### EXCERPT
--- START ---

Each agent compares the current patch list against what is actually installed on its device. Any gap between what has been released and what is deployed is immediately surfaced. Critically, Introspectus pays particular attention to the timing of patch deployment not just whether a patch is present, but when it was applied.
This temporal dimension is central to Essential Eight compliance, where the difference between a patch applied on day two versus day thirty can mean the difference between maturity levels, and between an environment that was protected and one that was exposed.
This combination of daily patch intelligence, severity-based filtering, agent-level validation, and deployment timing analysis gives organisations a real-time, evidence-based view of their operating system patch posture mapped directly to the ISM controls applicable to the Essential Eight patch operating systems strategy.
The visibility gap here is particularly consequential. A patch may be approved and scheduled, yet never successfully applied due to a failed deployment, a device that was offline during the maintenance window, a reboot that was deferred, or a system that exists outside managed channels entirely.
Organisations that rely solely on deployment tooling to confirm patch status are measuring intent, not reality. The ACSC is explicit on this point: organisations need to confirm patches have been applied successfully, not merely that they were dispatched.
Within the Essential Eight framework, patching operating systems is a core and non-negotiable control. The ACSC sets clear expectations: patches for internet-facing infrastructure must be applied within 48 hours when identified as critical or where working exploits exist, and within two weeks for standard releases.
Patches for workstations, servers, and network devices must be applied within one month, with tighter timeframes applying in high-threat environments. Critically, the ACSC also mandates that vulnerability scanning occurs at least daily for internet-facing systems and at least fortnightly for workstations and non-internet-facing infrastructure not to replace patching, but to confirm it has actually occurred.
From this inventory, Introspectus performs targeted web intelligence gathering. For each application identified, the platform locates the top five authoritative sources of patch and release information vendor security advisories, release notes, and vulnerability databases and retrieves that content into a central repository.
Aletheia, Introspectus’s AI analysis agent, then reads and analyses this content to extract the intelligence that matters for application patching: the latest available version, whether a release addresses a security vulnerability, the severity of that vulnerability, and all information relevant to the Essential Eight application patching requirements. This structured intelligence is mapped directly to the applicable ISM controls, producing defensible, audit-ready evidence of an organisation’s application patch compliance posture.
A critical and frequently overlooked problem is the visibility gap. Organisations may believe their applications are current when, in reality, patches have silently failed, devices have missed deployment windows, or software has been installed outside of managed channels entirely.
Without continuous inspection at the endpoint level, these gaps go undetected until an audit or, worse, a breach.
Within the Essential Eight standard, patching applications is a dedicated and non-negotiable control. The ACSC specifies clear timeframes: critical vulnerabilities in internet-facing services must be addressed within 48 hours, commonly used applications such as office productivity suites, web browsers, email clients and PDF software must be patched within two weeks of release, and all other applications within one month.
For organisations in high-threat environments, the bar is higher still. Meeting these requirements consistently across hundreds of distinct applications deployed across thousands of endpoints is not achievable through manual effort alone.

--- END ---

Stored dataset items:
--- START ---

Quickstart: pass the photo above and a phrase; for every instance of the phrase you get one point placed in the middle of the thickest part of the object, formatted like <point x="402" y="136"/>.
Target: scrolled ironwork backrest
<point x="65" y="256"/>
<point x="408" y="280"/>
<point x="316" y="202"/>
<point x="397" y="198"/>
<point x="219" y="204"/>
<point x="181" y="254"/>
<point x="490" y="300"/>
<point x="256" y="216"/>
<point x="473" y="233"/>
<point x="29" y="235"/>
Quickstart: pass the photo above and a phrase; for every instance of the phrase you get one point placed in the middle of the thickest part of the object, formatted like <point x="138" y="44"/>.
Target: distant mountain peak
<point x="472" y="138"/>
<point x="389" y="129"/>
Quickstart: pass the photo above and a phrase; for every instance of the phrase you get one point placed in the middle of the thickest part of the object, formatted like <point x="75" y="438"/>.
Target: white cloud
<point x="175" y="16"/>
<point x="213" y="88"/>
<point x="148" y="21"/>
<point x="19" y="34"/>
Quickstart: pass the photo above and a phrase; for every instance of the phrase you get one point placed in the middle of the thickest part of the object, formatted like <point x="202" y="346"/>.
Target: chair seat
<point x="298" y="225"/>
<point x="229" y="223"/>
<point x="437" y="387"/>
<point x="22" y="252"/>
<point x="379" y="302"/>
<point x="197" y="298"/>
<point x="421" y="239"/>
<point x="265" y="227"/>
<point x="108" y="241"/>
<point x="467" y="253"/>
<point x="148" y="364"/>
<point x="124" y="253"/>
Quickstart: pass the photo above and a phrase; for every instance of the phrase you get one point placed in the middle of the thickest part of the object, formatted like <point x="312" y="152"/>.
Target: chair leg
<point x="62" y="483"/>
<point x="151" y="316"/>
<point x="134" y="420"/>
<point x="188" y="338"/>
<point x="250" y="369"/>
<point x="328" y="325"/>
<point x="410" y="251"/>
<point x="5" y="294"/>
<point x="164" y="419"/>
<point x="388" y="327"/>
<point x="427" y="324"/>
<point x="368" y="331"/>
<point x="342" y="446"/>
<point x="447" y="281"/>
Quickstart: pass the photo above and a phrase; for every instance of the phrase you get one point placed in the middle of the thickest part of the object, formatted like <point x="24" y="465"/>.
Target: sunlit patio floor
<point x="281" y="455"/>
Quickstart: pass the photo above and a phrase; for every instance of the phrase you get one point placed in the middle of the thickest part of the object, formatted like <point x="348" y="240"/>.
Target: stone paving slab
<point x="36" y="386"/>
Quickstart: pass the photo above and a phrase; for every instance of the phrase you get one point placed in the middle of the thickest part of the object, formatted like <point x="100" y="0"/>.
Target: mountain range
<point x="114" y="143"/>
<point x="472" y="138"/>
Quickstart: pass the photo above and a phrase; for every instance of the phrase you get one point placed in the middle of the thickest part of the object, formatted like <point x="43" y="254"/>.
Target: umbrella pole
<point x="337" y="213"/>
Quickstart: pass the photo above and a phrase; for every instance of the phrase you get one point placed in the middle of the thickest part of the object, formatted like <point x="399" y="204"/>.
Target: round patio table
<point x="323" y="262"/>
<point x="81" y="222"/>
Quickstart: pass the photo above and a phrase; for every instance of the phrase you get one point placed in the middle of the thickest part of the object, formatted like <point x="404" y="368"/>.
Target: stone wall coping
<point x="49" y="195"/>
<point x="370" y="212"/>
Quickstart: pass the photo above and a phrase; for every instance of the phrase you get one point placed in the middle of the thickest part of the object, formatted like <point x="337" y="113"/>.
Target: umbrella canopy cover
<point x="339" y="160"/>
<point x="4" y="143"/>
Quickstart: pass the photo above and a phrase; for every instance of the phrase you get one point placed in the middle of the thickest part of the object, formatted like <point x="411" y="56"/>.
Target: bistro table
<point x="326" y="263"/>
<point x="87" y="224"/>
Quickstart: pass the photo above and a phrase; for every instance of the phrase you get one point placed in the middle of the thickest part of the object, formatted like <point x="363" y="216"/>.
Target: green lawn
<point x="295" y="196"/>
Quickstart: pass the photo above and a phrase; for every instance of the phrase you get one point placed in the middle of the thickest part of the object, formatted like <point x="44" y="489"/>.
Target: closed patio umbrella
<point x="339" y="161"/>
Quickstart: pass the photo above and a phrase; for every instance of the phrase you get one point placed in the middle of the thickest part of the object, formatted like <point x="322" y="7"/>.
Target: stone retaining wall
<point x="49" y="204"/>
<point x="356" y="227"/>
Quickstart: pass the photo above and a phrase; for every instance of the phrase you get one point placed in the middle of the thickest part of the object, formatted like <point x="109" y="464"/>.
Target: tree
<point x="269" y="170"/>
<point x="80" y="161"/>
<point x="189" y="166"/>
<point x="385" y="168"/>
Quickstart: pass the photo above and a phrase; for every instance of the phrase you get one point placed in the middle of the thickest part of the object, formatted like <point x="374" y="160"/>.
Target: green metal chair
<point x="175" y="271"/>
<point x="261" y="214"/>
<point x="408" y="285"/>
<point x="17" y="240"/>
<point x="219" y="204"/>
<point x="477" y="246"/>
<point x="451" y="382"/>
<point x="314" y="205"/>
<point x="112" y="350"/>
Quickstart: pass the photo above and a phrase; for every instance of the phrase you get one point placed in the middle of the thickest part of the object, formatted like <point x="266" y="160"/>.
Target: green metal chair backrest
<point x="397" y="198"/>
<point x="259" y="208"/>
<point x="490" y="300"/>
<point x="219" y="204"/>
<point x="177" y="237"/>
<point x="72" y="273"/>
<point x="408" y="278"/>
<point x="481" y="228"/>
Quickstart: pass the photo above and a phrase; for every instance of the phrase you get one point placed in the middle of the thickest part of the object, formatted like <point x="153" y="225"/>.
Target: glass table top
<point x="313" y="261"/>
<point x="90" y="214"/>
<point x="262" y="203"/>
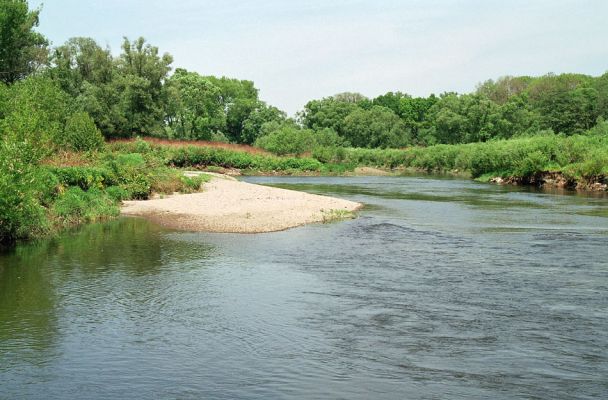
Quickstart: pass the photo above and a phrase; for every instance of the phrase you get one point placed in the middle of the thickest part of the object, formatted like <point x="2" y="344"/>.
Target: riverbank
<point x="230" y="206"/>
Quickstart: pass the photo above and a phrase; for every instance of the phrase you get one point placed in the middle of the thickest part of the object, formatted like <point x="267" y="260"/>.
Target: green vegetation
<point x="57" y="105"/>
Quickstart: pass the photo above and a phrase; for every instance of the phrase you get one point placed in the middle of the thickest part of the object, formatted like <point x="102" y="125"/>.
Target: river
<point x="441" y="289"/>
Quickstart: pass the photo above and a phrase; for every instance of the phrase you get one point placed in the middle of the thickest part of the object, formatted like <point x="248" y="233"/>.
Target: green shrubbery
<point x="578" y="156"/>
<point x="21" y="184"/>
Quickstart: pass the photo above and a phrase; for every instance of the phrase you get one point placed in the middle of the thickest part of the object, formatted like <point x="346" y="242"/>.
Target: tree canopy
<point x="22" y="49"/>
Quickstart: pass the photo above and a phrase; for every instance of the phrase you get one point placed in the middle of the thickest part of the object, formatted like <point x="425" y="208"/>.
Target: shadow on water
<point x="440" y="289"/>
<point x="36" y="279"/>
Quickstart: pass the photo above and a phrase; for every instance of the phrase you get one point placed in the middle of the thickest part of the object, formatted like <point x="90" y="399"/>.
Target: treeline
<point x="136" y="93"/>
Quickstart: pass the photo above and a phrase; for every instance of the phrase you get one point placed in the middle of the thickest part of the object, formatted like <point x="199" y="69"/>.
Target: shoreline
<point x="231" y="206"/>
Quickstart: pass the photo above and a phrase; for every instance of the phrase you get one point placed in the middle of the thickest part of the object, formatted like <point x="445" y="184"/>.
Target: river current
<point x="440" y="289"/>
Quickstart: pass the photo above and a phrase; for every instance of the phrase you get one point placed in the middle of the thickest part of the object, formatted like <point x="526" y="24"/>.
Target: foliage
<point x="75" y="206"/>
<point x="81" y="134"/>
<point x="377" y="127"/>
<point x="22" y="50"/>
<point x="194" y="110"/>
<point x="21" y="214"/>
<point x="36" y="112"/>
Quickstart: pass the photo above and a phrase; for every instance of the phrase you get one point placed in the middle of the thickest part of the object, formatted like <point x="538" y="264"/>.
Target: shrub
<point x="21" y="214"/>
<point x="81" y="134"/>
<point x="76" y="206"/>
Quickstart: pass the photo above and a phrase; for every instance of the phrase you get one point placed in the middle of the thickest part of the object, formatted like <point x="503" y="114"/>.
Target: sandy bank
<point x="239" y="207"/>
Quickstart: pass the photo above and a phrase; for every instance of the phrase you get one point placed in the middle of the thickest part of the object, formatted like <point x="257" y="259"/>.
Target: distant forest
<point x="139" y="93"/>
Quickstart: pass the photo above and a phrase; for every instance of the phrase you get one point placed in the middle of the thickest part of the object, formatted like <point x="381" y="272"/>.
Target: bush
<point x="81" y="134"/>
<point x="76" y="206"/>
<point x="21" y="214"/>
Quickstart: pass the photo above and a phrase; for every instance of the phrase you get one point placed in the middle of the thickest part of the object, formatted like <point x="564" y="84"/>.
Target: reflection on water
<point x="440" y="289"/>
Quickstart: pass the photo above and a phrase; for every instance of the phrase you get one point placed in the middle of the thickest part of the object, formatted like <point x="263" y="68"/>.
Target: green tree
<point x="262" y="114"/>
<point x="566" y="103"/>
<point x="327" y="113"/>
<point x="22" y="50"/>
<point x="194" y="110"/>
<point x="86" y="72"/>
<point x="239" y="98"/>
<point x="141" y="73"/>
<point x="377" y="127"/>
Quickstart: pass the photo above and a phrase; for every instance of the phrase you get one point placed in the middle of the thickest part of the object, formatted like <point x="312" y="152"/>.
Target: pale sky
<point x="296" y="51"/>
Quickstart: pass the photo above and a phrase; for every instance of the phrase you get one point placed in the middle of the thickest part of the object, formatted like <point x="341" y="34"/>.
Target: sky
<point x="296" y="51"/>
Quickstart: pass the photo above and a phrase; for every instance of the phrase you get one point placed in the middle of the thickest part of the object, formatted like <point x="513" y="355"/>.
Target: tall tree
<point x="193" y="109"/>
<point x="141" y="75"/>
<point x="22" y="50"/>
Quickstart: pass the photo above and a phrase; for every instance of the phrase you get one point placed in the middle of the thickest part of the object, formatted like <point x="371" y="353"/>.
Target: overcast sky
<point x="296" y="51"/>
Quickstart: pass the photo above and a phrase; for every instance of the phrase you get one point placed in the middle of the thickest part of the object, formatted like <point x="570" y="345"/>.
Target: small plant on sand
<point x="336" y="215"/>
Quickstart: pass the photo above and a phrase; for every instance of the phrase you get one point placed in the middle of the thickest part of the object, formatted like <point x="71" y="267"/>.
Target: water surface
<point x="440" y="289"/>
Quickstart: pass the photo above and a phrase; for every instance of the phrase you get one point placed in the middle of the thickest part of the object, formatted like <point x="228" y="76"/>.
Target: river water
<point x="441" y="289"/>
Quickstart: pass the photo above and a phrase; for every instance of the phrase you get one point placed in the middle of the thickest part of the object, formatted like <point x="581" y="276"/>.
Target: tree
<point x="141" y="73"/>
<point x="239" y="98"/>
<point x="86" y="71"/>
<point x="566" y="103"/>
<point x="327" y="113"/>
<point x="194" y="110"/>
<point x="377" y="127"/>
<point x="22" y="50"/>
<point x="262" y="114"/>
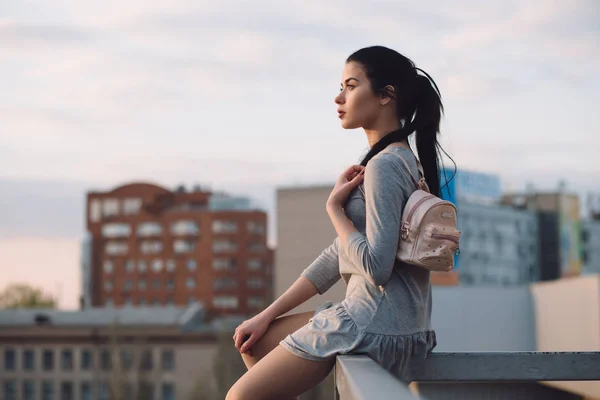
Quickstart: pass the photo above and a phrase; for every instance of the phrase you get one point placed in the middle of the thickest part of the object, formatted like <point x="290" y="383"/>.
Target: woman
<point x="387" y="309"/>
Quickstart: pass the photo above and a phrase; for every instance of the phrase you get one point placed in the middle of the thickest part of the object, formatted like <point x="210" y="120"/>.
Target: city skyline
<point x="242" y="101"/>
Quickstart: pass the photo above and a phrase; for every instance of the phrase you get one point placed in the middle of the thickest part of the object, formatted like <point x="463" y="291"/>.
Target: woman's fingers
<point x="239" y="340"/>
<point x="247" y="344"/>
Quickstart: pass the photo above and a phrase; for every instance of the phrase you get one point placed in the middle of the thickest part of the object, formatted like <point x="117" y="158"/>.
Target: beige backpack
<point x="428" y="234"/>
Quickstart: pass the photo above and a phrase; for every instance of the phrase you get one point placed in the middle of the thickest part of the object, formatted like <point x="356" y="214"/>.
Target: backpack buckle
<point x="404" y="229"/>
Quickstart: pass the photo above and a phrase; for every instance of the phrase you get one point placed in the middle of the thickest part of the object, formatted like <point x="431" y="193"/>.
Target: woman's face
<point x="358" y="106"/>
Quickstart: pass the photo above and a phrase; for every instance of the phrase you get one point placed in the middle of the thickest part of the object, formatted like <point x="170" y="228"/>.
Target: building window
<point x="151" y="246"/>
<point x="116" y="230"/>
<point x="95" y="210"/>
<point x="86" y="360"/>
<point x="116" y="248"/>
<point x="103" y="391"/>
<point x="168" y="391"/>
<point x="254" y="264"/>
<point x="86" y="391"/>
<point x="224" y="283"/>
<point x="157" y="265"/>
<point x="224" y="264"/>
<point x="190" y="283"/>
<point x="108" y="267"/>
<point x="127" y="390"/>
<point x="105" y="360"/>
<point x="142" y="267"/>
<point x="28" y="390"/>
<point x="146" y="229"/>
<point x="126" y="359"/>
<point x="225" y="302"/>
<point x="47" y="390"/>
<point x="110" y="207"/>
<point x="183" y="246"/>
<point x="10" y="360"/>
<point x="66" y="391"/>
<point x="48" y="360"/>
<point x="185" y="228"/>
<point x="256" y="302"/>
<point x="146" y="361"/>
<point x="256" y="247"/>
<point x="256" y="283"/>
<point x="66" y="360"/>
<point x="132" y="206"/>
<point x="256" y="227"/>
<point x="224" y="226"/>
<point x="10" y="390"/>
<point x="170" y="266"/>
<point x="224" y="246"/>
<point x="129" y="266"/>
<point x="28" y="360"/>
<point x="146" y="390"/>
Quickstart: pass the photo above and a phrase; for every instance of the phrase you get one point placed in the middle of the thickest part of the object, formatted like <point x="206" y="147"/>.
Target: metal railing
<point x="358" y="377"/>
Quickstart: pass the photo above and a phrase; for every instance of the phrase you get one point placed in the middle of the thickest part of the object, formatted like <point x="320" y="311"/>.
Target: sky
<point x="238" y="96"/>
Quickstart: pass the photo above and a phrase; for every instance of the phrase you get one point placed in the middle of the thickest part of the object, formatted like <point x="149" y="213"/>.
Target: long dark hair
<point x="418" y="106"/>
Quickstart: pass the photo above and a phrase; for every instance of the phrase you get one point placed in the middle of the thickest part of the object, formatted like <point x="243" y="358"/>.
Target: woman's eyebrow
<point x="349" y="79"/>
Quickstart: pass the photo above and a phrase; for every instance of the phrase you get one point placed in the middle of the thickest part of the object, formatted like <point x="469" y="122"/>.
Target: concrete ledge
<point x="360" y="378"/>
<point x="509" y="366"/>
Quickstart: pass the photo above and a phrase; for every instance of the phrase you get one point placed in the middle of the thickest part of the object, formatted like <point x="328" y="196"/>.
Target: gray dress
<point x="386" y="313"/>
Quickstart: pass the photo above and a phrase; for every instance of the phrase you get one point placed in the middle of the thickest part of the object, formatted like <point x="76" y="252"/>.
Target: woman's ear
<point x="387" y="94"/>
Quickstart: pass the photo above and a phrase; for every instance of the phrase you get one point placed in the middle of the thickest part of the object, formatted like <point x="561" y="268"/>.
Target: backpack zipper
<point x="447" y="237"/>
<point x="406" y="224"/>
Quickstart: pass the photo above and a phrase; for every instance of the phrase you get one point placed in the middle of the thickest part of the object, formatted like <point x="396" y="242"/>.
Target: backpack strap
<point x="420" y="184"/>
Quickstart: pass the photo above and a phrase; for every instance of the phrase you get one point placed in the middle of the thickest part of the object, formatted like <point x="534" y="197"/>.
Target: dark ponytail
<point x="418" y="105"/>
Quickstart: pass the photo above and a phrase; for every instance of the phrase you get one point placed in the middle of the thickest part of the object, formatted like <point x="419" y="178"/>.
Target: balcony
<point x="478" y="375"/>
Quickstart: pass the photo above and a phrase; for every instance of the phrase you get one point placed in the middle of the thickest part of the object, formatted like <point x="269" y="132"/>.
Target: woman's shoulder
<point x="394" y="157"/>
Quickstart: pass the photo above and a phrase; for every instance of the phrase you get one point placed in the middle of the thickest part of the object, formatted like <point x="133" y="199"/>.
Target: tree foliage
<point x="20" y="295"/>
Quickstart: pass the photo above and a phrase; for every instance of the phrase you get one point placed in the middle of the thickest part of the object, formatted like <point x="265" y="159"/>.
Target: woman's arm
<point x="317" y="278"/>
<point x="386" y="186"/>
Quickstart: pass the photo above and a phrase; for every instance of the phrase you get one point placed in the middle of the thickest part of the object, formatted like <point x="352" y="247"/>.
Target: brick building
<point x="147" y="245"/>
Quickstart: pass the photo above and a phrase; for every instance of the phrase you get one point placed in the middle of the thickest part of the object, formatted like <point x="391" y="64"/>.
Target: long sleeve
<point x="387" y="186"/>
<point x="324" y="272"/>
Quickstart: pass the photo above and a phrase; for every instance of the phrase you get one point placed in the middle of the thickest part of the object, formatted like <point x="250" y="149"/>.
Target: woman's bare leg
<point x="280" y="375"/>
<point x="278" y="330"/>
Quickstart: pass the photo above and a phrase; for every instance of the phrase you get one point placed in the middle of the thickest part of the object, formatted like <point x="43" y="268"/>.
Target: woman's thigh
<point x="280" y="375"/>
<point x="278" y="330"/>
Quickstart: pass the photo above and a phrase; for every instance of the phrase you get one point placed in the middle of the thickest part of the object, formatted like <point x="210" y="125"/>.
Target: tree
<point x="132" y="369"/>
<point x="20" y="295"/>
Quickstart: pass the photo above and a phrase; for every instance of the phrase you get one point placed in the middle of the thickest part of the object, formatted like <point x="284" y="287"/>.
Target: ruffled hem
<point x="331" y="331"/>
<point x="396" y="352"/>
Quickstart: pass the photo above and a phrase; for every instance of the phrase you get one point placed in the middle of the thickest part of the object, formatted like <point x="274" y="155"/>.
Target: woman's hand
<point x="249" y="331"/>
<point x="347" y="181"/>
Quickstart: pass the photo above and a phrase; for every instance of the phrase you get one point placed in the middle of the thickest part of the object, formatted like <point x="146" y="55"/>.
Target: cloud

--- END ---

### TASK STATEMENT
Answer these questions about the patching excerpt:
1. Within what timeframe must patches for workstations, servers, and network devices be applied?
2. What is the name of Introspectus's AI analysis agent?
3. For each application identified, how many authoritative sources of patch and release information does the platform locate?
These rows have no connection to the patching excerpt.

### ANSWER SPACE
1. Within one month.
2. Aletheia.
3. The top five.